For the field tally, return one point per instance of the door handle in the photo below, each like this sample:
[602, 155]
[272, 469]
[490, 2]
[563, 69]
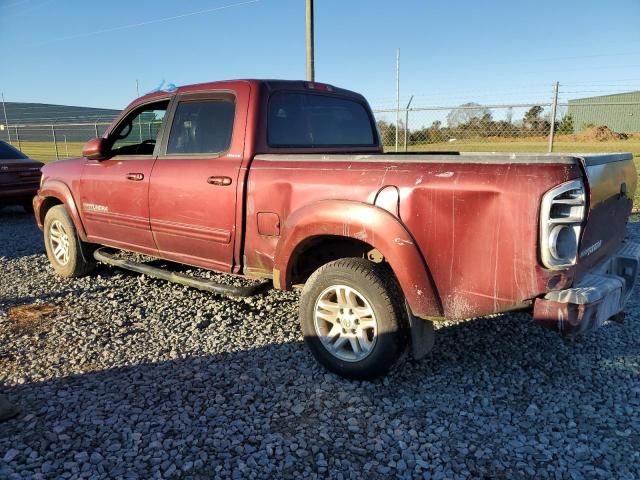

▶ **SET TASK**
Replace "door handle" with "window latch" in the lines above and give them again with everything else unchanged. Leave out the picture.

▶ **TASK SOLUTION**
For the field tally, return one point per instance of the window latch in the photo below, each like this sample:
[602, 155]
[272, 469]
[490, 2]
[563, 69]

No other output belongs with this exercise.